§ Extracted text:
14 November '16 2 Comments on The power shift in film exhibition: A case study of ourscreen

ourscreen-fb-image-400Film distribution and exhibition are going through a radical metamorphosis. For the first 100 years of film, the business model didn’t change much. In the first five or so decades, audiences had to see movies in cinemas, or never get a chance to see them again.  From around the 1950s, movies also appeared on television and in the 1980s the home video market emerged.

These technologies provided new ways to watch movies but did not change the power dynamic between the industry and audiences. The public had to wait until the industry was ready to sell them access to the movie, and the industry set the terms.

This meant huge delays between a movie appearing on home video or TV, and also it took a long time for a movie to roll out to countries around the world.  A couple of years ago I looked at the change in release patterns, showing how the average delay between a US and UK release for a movie had dropped from 134 days in 1995 to just nine days in 2015. Similarly, the gap between release in cinemas and on DVD has fallen by 34% between 2002 and 2014.

The reasons for these shifts come down to three factors…

  1. Globalisation and the internet have meant that we are all far more connected than ever before.  When I was a kid in the 1990s, we had little to no idea of what movies were opening in US cinemas. Movies which were old hat to US teenagers still appeared new and fresh to us when they finally had their UK release six months later. Studios can now run one global marketing campaign, with only a small amount of work from their local offices.  This is far cheaper but does require simultaneous release dates.

§ Dataset entries:
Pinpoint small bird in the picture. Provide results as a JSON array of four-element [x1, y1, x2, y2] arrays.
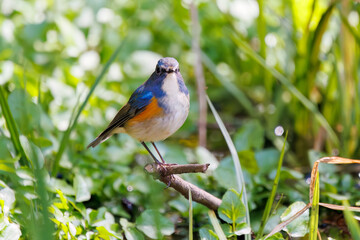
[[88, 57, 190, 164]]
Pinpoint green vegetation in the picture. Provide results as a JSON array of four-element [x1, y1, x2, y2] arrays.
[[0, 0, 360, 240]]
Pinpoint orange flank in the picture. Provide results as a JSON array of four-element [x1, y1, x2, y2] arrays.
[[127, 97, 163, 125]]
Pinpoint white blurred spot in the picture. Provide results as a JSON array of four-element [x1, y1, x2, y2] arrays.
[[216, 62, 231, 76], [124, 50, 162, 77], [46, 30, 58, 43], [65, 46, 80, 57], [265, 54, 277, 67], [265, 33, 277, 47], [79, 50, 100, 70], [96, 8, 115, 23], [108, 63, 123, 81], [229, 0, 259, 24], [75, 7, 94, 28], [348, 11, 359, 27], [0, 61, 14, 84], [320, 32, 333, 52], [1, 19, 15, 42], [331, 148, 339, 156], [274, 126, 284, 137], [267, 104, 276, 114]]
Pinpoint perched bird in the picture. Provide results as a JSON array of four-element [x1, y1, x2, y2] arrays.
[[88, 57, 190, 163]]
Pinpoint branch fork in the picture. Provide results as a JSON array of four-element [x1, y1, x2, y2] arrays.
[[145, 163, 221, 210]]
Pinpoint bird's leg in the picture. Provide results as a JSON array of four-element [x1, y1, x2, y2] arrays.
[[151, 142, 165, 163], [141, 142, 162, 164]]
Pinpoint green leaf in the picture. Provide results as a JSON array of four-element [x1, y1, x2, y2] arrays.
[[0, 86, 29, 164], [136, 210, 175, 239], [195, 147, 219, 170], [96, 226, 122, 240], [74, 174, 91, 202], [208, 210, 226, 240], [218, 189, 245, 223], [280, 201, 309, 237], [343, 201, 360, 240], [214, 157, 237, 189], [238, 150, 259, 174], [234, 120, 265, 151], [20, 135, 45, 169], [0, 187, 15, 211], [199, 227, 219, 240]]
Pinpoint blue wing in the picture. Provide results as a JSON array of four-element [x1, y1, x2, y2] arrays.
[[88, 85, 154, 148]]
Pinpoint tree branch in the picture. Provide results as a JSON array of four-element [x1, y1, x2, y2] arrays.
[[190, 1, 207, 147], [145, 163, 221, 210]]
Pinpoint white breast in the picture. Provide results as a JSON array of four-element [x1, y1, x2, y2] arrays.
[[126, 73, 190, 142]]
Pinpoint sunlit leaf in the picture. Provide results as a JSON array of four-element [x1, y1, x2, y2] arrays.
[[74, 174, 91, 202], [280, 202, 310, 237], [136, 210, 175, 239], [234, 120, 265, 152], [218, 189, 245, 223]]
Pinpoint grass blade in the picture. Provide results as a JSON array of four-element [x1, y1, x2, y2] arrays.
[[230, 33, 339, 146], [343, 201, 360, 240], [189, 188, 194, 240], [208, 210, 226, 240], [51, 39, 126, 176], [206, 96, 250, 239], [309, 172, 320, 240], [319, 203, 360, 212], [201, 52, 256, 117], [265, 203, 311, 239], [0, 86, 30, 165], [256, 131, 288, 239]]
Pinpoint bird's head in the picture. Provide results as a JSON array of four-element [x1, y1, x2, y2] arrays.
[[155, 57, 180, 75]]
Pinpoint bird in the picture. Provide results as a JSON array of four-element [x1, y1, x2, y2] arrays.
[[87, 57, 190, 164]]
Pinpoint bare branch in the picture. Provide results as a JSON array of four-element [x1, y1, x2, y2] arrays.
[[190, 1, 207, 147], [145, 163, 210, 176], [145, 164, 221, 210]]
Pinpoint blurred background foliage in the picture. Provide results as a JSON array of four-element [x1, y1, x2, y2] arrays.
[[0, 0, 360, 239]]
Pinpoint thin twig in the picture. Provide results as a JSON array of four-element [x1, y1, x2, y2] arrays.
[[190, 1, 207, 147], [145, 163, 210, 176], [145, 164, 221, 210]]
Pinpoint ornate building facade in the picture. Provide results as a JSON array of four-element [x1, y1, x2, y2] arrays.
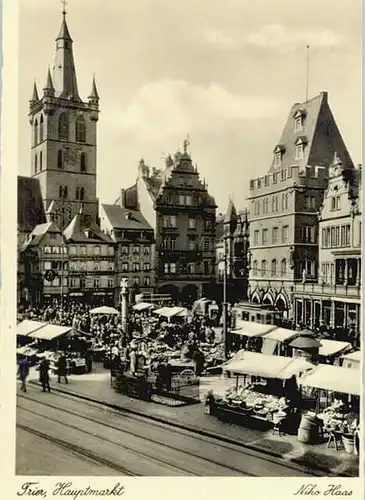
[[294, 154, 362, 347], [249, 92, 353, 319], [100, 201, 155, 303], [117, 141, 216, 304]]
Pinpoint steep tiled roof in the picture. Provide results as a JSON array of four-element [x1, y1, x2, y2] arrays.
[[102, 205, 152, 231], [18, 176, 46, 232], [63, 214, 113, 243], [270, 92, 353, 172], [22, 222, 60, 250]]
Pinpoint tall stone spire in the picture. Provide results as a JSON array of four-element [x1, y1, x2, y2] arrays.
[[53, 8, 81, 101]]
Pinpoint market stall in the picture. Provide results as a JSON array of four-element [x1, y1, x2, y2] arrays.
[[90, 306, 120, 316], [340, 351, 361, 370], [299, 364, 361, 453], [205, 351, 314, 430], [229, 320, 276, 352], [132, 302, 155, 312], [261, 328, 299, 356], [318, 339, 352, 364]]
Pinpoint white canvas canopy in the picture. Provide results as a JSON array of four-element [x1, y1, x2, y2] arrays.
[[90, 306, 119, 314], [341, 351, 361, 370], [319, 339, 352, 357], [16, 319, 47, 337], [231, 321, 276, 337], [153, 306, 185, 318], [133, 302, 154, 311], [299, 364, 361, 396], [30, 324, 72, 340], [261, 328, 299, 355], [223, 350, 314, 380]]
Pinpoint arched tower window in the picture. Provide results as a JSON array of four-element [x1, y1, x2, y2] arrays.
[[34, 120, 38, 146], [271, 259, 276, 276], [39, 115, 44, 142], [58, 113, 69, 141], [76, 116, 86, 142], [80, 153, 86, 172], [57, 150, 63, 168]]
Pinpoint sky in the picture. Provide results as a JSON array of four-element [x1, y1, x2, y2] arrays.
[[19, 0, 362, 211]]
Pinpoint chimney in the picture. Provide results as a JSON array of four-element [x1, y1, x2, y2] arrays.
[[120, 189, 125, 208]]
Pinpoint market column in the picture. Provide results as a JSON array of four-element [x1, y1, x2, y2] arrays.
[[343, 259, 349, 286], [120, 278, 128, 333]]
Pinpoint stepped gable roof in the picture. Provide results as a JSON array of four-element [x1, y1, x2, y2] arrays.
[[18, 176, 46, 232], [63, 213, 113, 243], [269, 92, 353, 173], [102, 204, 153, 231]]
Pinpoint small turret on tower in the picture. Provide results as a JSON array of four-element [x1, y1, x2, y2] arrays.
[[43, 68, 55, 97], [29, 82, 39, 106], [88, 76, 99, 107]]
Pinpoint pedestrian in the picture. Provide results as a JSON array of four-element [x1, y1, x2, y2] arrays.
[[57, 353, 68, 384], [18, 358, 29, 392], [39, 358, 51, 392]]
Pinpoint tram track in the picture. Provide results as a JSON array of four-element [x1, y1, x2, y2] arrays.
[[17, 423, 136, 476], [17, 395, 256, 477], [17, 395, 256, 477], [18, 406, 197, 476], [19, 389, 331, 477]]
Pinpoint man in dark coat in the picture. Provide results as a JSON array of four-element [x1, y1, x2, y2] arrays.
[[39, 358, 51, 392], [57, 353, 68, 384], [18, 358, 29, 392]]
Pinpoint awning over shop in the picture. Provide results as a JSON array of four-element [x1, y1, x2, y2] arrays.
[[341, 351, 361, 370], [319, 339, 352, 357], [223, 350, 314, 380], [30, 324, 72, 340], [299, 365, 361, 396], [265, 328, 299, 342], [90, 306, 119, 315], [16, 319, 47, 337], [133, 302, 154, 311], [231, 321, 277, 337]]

§ Aim: Could you transcribe the entire text on the power shift in film exhibition word for word? This material has nothing to do with the text.

§ Solution:
14 November '16 2 Comments on The power shift in film exhibition: A case study of ourscreen

ourscreen-fb-image-400Film distribution and exhibition are going through a radical metamorphosis. For the first 100 years of film, the business model didn’t change much. In the first five or so decades, audiences had to see movies in cinemas, or never get a chance to see them again.  From around the 1950s, movies also appeared on television and in the 1980s the home video market emerged.

These technologies provided new ways to watch movies but did not change the power dynamic between the industry and audiences. The public had to wait until the industry was ready to sell them access to the movie, and the industry set the terms.

This meant huge delays between a movie appearing on home video or TV, and also it took a long time for a movie to roll out to countries around the world.  A couple of years ago I looked at the change in release patterns, showing how the average delay between a US and UK release for a movie had dropped from 134 days in 1995 to just nine days in 2015. Similarly, the gap between release in cinemas and on DVD has fallen by 34% between 2002 and 2014.

The reasons for these shifts come down to three factors…

  1. Globalisation and the internet have meant that we are all far more connected than ever before.  When I was a kid in the 1990s, we had little to no idea of what movies were opening in US cinemas. Movies which were old hat to US teenagers still appeared new and fresh to us when they finally had their UK release six months later. Studios can now run one global marketing campaign, with only a small amount of work from their local offices.  This is far cheaper but does require simultaneous release dates.